Written exercise. Copy every item below word for word, leaving the pictures out of your copy.

Dataset records.
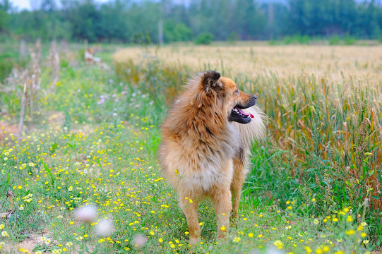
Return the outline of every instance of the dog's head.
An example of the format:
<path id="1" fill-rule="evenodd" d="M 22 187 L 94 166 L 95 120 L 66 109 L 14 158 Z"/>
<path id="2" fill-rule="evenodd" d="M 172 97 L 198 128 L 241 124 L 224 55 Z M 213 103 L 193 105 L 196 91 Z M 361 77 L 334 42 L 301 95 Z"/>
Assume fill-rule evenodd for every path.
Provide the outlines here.
<path id="1" fill-rule="evenodd" d="M 227 109 L 228 121 L 240 123 L 251 121 L 251 115 L 242 109 L 254 106 L 257 96 L 243 92 L 230 78 L 221 77 L 215 71 L 208 71 L 202 74 L 201 84 L 207 93 L 212 93 L 218 99 L 223 100 Z"/>

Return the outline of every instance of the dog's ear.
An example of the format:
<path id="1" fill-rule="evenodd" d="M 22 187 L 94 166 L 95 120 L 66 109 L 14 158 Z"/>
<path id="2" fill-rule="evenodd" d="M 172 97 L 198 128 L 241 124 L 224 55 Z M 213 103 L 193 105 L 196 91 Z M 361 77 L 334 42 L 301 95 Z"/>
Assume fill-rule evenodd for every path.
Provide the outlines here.
<path id="1" fill-rule="evenodd" d="M 219 80 L 220 73 L 215 71 L 208 71 L 202 74 L 202 85 L 204 89 L 209 92 L 211 90 L 222 88 L 223 85 Z"/>

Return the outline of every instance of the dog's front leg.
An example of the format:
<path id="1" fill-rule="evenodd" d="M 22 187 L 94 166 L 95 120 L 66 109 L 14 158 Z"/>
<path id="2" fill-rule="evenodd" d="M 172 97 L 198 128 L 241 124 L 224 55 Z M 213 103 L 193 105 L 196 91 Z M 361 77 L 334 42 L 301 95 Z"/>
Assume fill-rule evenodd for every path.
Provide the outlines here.
<path id="1" fill-rule="evenodd" d="M 231 219 L 234 223 L 236 222 L 235 220 L 237 219 L 241 188 L 246 178 L 244 159 L 245 157 L 242 154 L 237 155 L 234 159 L 234 177 L 231 183 L 231 193 L 233 197 Z"/>
<path id="2" fill-rule="evenodd" d="M 215 186 L 210 194 L 217 221 L 217 236 L 220 238 L 227 238 L 229 227 L 229 214 L 232 210 L 229 185 Z"/>
<path id="3" fill-rule="evenodd" d="M 179 198 L 181 207 L 187 219 L 190 244 L 198 243 L 201 237 L 201 226 L 198 219 L 200 198 L 195 194 L 179 192 Z"/>

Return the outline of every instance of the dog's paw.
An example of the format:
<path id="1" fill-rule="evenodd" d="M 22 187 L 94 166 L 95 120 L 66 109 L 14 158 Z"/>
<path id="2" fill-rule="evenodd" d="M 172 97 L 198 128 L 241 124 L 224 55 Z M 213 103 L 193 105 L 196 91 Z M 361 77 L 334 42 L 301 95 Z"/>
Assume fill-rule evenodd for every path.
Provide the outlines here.
<path id="1" fill-rule="evenodd" d="M 200 237 L 190 237 L 190 244 L 194 245 L 201 241 Z"/>

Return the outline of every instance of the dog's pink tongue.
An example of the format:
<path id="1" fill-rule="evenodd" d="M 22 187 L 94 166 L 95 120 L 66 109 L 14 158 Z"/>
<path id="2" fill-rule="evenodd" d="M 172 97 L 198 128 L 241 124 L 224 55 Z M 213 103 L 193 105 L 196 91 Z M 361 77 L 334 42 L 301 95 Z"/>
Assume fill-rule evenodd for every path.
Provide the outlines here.
<path id="1" fill-rule="evenodd" d="M 237 109 L 237 110 L 239 110 L 240 114 L 244 114 L 244 116 L 249 116 L 250 115 L 249 114 L 247 114 L 247 113 L 244 112 L 244 111 L 242 111 L 241 109 L 240 109 L 237 107 L 236 108 Z"/>

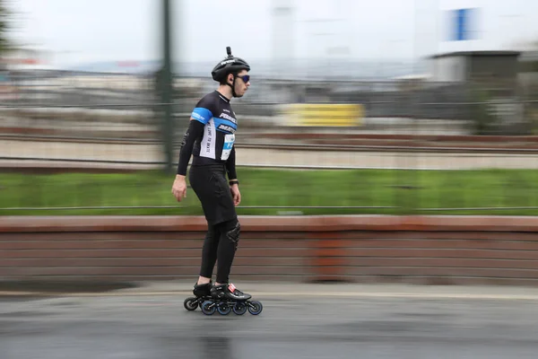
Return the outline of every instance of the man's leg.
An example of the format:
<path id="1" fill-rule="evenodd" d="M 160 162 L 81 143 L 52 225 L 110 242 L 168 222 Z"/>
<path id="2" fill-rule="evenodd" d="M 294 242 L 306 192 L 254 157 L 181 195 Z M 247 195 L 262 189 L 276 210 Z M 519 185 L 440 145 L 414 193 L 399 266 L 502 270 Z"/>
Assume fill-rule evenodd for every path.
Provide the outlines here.
<path id="1" fill-rule="evenodd" d="M 213 271 L 217 261 L 217 250 L 221 232 L 215 225 L 209 225 L 202 249 L 202 265 L 197 285 L 205 285 L 211 282 Z"/>
<path id="2" fill-rule="evenodd" d="M 221 240 L 217 252 L 219 263 L 217 264 L 216 285 L 228 284 L 241 231 L 237 217 L 231 221 L 219 223 L 218 228 L 221 232 Z"/>
<path id="3" fill-rule="evenodd" d="M 247 301 L 251 295 L 229 284 L 231 264 L 235 257 L 241 226 L 236 219 L 220 224 L 221 241 L 219 242 L 217 281 L 211 289 L 211 295 L 216 298 L 228 298 L 236 301 Z"/>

Answer to the exercise.
Return the outline of every instance of the dog's head.
An example of the format:
<path id="1" fill-rule="evenodd" d="M 22 187 L 94 166 L 95 120 L 66 109 L 14 158 Z"/>
<path id="2" fill-rule="evenodd" d="M 172 97 L 198 128 L 241 124 L 224 55 Z M 213 103 L 193 105 L 196 91 Z M 361 77 L 334 42 L 301 95 Z"/>
Assume fill-rule evenodd for every path.
Provide the outlines here.
<path id="1" fill-rule="evenodd" d="M 227 109 L 228 121 L 240 123 L 251 121 L 251 115 L 242 109 L 254 106 L 257 96 L 243 92 L 230 78 L 221 77 L 215 71 L 208 71 L 202 74 L 201 84 L 207 93 L 212 93 L 218 99 L 223 100 Z"/>

Return the outline of every instance of the dog's ear.
An example of the format:
<path id="1" fill-rule="evenodd" d="M 22 187 L 94 166 L 95 120 L 66 109 L 14 158 Z"/>
<path id="2" fill-rule="evenodd" d="M 172 97 L 198 128 L 241 124 L 224 55 Z M 213 103 L 193 105 L 196 91 Z M 361 77 L 334 42 L 301 95 Z"/>
Assume fill-rule evenodd for every path.
Provide the outlines here.
<path id="1" fill-rule="evenodd" d="M 219 80 L 220 73 L 215 71 L 208 71 L 202 74 L 202 85 L 204 89 L 209 92 L 211 90 L 222 88 L 223 85 Z"/>

Return the outline of every instance of the dog's front leg.
An example of the format:
<path id="1" fill-rule="evenodd" d="M 22 187 L 94 166 L 95 120 L 66 109 L 14 158 Z"/>
<path id="2" fill-rule="evenodd" d="M 172 97 L 198 128 L 241 124 L 224 55 Z M 213 103 L 193 105 L 196 91 Z M 361 77 L 334 42 L 301 95 Z"/>
Assume fill-rule evenodd for every path.
Provide the outlines here.
<path id="1" fill-rule="evenodd" d="M 231 219 L 234 223 L 236 222 L 235 220 L 237 219 L 241 188 L 246 178 L 244 159 L 245 157 L 242 154 L 237 155 L 234 159 L 234 177 L 231 183 L 231 193 L 233 197 Z"/>
<path id="2" fill-rule="evenodd" d="M 215 186 L 210 194 L 217 221 L 217 236 L 220 238 L 227 238 L 229 227 L 229 214 L 232 210 L 229 185 Z"/>
<path id="3" fill-rule="evenodd" d="M 179 198 L 181 207 L 187 219 L 190 244 L 198 243 L 201 237 L 201 226 L 198 219 L 200 198 L 195 194 L 179 192 Z"/>

Return the outline of every instance of the dog's paw.
An example of the format:
<path id="1" fill-rule="evenodd" d="M 22 187 L 94 166 L 95 120 L 66 109 L 14 158 Z"/>
<path id="2" fill-rule="evenodd" d="M 172 97 L 198 128 L 241 124 L 224 55 Z M 213 103 L 193 105 L 196 91 Z M 361 77 L 334 42 L 301 95 Z"/>
Assume fill-rule evenodd for every path.
Provide the outlines here.
<path id="1" fill-rule="evenodd" d="M 200 237 L 190 237 L 190 244 L 194 245 L 201 241 Z"/>

Return the outline of every instance of the dog's pink tongue.
An example of the format:
<path id="1" fill-rule="evenodd" d="M 22 187 L 94 166 L 95 120 L 66 109 L 14 158 Z"/>
<path id="2" fill-rule="evenodd" d="M 172 97 L 198 128 L 241 124 L 224 55 Z M 213 103 L 193 105 L 196 91 Z M 361 77 L 334 42 L 301 95 Z"/>
Assume fill-rule evenodd for every path.
Provide the outlines here.
<path id="1" fill-rule="evenodd" d="M 237 109 L 237 110 L 239 110 L 240 114 L 244 114 L 244 116 L 249 116 L 250 115 L 249 114 L 247 114 L 247 113 L 244 112 L 244 111 L 242 111 L 241 109 L 240 109 L 237 107 L 236 108 Z"/>

Return the outline of every instance of the man's leg.
An example of the format:
<path id="1" fill-rule="evenodd" d="M 160 162 L 81 143 L 52 225 L 110 242 L 168 222 Z"/>
<path id="2" fill-rule="evenodd" d="M 294 242 L 306 192 L 254 157 L 181 195 Z M 247 195 L 262 189 L 276 210 Z M 519 185 L 440 145 L 414 193 L 399 266 L 502 270 Z"/>
Assume fill-rule evenodd for every path.
Provide the outlines here.
<path id="1" fill-rule="evenodd" d="M 213 271 L 217 261 L 217 250 L 221 232 L 215 225 L 209 225 L 202 249 L 202 265 L 197 285 L 205 285 L 211 282 Z"/>
<path id="2" fill-rule="evenodd" d="M 221 240 L 217 252 L 219 263 L 217 264 L 216 285 L 228 284 L 241 231 L 237 217 L 231 221 L 219 223 L 218 228 L 221 232 Z"/>
<path id="3" fill-rule="evenodd" d="M 247 301 L 251 295 L 229 284 L 231 264 L 235 257 L 241 226 L 236 219 L 220 224 L 221 241 L 219 242 L 217 281 L 211 289 L 211 295 L 216 298 L 228 298 L 236 301 Z"/>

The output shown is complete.